Records from a dataset:
-------------------------

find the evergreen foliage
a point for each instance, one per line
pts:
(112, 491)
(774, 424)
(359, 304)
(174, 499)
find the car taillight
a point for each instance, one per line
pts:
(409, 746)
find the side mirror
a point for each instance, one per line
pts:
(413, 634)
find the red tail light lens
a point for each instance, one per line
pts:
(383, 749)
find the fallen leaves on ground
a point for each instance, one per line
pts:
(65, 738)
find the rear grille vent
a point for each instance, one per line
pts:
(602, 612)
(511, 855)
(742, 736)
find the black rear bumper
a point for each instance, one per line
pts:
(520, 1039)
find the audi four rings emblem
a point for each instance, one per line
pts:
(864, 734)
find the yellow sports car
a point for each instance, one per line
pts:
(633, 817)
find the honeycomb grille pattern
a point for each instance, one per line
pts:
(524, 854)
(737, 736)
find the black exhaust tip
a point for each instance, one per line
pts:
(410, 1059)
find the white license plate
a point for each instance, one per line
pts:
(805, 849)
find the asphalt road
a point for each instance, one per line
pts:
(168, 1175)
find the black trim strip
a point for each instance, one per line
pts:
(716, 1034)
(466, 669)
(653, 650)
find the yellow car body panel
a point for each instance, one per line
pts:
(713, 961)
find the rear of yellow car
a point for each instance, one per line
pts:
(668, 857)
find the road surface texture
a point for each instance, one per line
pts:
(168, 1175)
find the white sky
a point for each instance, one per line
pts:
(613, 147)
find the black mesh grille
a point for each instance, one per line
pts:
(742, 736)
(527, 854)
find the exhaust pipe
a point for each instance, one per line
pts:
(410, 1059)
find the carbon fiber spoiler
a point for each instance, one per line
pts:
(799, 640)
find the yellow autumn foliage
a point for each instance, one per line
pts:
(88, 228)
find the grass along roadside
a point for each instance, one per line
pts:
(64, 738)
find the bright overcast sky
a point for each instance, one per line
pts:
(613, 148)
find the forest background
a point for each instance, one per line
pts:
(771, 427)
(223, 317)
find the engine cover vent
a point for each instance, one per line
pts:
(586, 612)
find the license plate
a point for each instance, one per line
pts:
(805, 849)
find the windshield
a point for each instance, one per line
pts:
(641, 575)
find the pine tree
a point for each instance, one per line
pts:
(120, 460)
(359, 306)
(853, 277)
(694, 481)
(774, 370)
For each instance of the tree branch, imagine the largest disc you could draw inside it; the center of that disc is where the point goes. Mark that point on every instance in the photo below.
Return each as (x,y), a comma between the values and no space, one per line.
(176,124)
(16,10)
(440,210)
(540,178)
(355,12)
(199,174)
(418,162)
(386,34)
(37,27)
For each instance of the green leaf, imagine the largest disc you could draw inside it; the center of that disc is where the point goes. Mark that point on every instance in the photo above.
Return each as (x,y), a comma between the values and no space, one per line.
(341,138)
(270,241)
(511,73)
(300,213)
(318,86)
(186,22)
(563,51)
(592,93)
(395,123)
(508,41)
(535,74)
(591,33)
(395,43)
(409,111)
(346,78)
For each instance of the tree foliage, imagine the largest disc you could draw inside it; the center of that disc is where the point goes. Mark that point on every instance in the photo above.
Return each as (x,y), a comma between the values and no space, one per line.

-------------------------

Please retype, exactly as written, every line from the line containing "find the engine cover vent" through the last line of the records above, including both of those lines, and nothing else.

find the engine cover vent
a point for each instance, one per line
pts:
(586, 612)
find the license plate
a point for each instance, one per line
pts:
(805, 849)
find the windshield
a point for each instance, one per line
pts:
(641, 575)
find the pine tree
a point for each instance, one per line
pts:
(120, 460)
(359, 306)
(853, 277)
(694, 481)
(774, 370)
For each instance of the tree branch, imagine the largest disc you could draw inside it; the center of that disc is where the point goes. Mark that point on every instance in the photo below.
Return each as (x,y), a comma between the values and no space, one per line.
(176,124)
(16,10)
(440,210)
(540,178)
(355,12)
(199,174)
(418,162)
(386,34)
(37,27)
For each instance of the green leaf, imagine the largest disc you could draw inside it; the center of that disc is where the point goes. Mark that point on every instance in the photo above.
Return each as (x,y), a comma between the values and no space, one per line.
(341,138)
(270,241)
(511,73)
(300,213)
(318,86)
(186,22)
(563,51)
(592,93)
(395,123)
(508,41)
(535,74)
(591,33)
(395,43)
(409,111)
(346,78)
For each instance of the tree foliage, imagine the largest disc you could draw inside it; the center of that disc is where the point goes. Mark that point on every instance in the photo above.
Return each as (x,y), a comma between the values and no space, one per line.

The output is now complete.